Pandemic-era telemedicine rule set to expire as regulators act
The pandemic-era emergency rule that allowed clinicians to prescribe controlled substances, including ketamine, through remote consultations without first meeting a patient in person has been extended several times. The government is reviewing whether to extend it again when it expires at the end of this year, according to the Wall Street Journal.
The DEA is seeking information from medical experts about whether daily use of ketamine and the access telehealth companies provide for patients are medically justified, according to a person familiar with the situation. Ketamine is FDA-approved as an anesthetic but is often prescribed for depression and other mental health conditions off-label, meaning its safety and efficacy have not been vetted by the agency for those uses.
In late June, the FDA sent warning letters to 14 online marketers citing “significant violations” and ordering them to stop selling their ketamine products. The targeted websites include ketaminetroches.com and legitketaminesuppliers.com, which offered ketamine vials, powders, nasal sprays and “troches” — lozenges that dissolve in the mouth. Neither site responded to requests for comment.
“FDA has identified significant risks associated with unapproved ketamine products, especially in the absence of appropriate medical supervision,” the agency wrote in the letters. “The easy availability of unapproved and misbranded ketamine products via the internet puts U.S. consumers at risk for serious adverse events.”
※ ※ ※
**DIRECTIONS:** Using the telemedicine passage, answer yes or no to each statement and quote the words that decide it. (a) The FDA sent warning letters to 14 online marketers in late June. (b) Ketamine is FDA-approved for treating depression. (c) The two named websites responded to requests for comment. The listing that comes next is separate material and has no connection to the telemedicine passage.

**PROVIDED RECORDS:**
※ ※ ※
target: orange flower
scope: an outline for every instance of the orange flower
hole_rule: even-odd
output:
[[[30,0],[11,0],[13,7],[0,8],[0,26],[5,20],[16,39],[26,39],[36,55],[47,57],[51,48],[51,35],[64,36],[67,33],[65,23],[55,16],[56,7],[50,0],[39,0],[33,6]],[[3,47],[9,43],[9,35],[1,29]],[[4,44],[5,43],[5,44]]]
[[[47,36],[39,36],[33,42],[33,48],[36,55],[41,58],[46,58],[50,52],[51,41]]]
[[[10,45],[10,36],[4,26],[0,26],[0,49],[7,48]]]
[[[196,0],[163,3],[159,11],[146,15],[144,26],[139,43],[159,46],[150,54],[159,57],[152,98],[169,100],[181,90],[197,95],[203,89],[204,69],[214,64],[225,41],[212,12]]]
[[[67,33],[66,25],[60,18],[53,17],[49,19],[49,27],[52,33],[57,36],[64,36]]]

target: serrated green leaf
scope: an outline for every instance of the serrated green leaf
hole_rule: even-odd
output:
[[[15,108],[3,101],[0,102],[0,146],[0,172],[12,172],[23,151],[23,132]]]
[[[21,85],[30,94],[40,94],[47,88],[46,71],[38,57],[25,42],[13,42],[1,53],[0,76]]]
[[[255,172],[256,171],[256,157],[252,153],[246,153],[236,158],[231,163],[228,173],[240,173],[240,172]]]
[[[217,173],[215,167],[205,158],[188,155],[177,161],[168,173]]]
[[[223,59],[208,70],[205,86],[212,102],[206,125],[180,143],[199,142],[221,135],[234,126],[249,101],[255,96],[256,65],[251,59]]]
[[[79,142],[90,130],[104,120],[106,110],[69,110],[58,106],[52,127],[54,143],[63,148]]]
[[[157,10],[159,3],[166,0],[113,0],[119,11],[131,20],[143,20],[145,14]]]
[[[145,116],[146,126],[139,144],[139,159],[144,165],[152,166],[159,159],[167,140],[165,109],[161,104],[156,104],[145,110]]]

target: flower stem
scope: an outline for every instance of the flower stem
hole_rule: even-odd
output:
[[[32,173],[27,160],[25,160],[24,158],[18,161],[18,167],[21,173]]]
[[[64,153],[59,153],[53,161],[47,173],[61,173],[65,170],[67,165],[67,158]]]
※ ※ ※
**ANSWER TO THE EXERCISE:**
(a) Yes: "In late June, the FDA sent warning letters to 14 online marketers"
(b) No: "Ketamine is FDA-approved as an anesthetic but is often prescribed for depression and other mental health conditions off-label"
(c) No: "Neither site responded to requests for comment."